═══ Provided records

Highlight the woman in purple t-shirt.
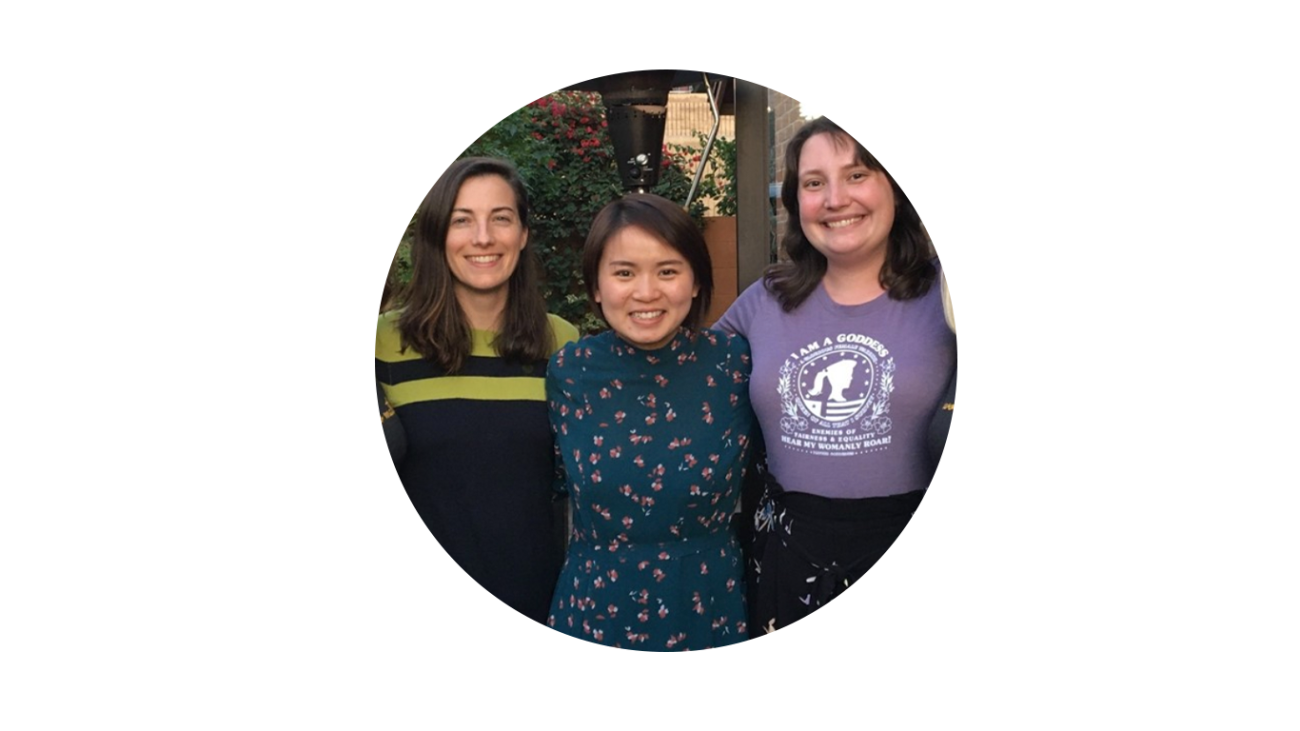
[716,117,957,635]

══════
═══ Provided records

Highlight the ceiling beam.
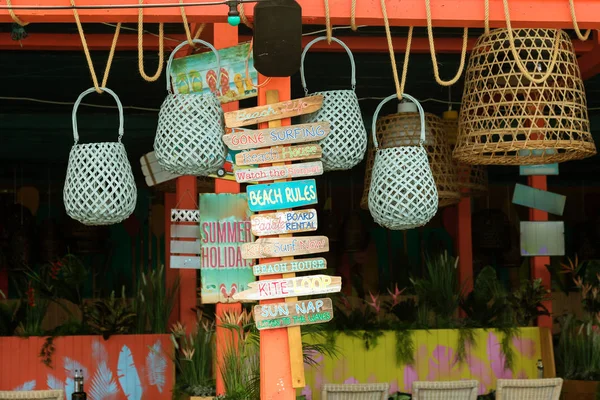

══════
═══ Provided records

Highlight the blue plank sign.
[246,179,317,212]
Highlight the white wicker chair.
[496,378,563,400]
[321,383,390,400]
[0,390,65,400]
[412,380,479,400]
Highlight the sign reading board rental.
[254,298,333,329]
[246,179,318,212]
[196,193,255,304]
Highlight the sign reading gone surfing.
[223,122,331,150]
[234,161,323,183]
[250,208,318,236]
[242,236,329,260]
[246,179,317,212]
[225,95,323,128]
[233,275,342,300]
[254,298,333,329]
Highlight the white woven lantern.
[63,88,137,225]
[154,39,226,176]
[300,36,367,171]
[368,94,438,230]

══════

#### Task prompt
Turn everything in the material above, from the line containing "Highlight the sign reading board rental." down to the line containing "[368,94,438,230]", into a numbered list that includes both of those lines and omits blank lines.

#### Answer to this problem
1. Highlight the sign reading board rental.
2. [254,298,333,329]
3. [246,179,318,212]
4. [196,193,255,304]
5. Highlight the sign reading gone surfing.
6. [223,122,331,150]
7. [234,161,323,183]
8. [250,208,318,236]
9. [242,236,329,260]
10. [246,179,317,212]
11. [225,95,323,128]
12. [233,275,342,300]
13. [254,298,333,329]
14. Highlight the white woven lantern.
15. [63,88,137,225]
16. [154,39,226,176]
17. [300,36,367,171]
18. [368,94,438,230]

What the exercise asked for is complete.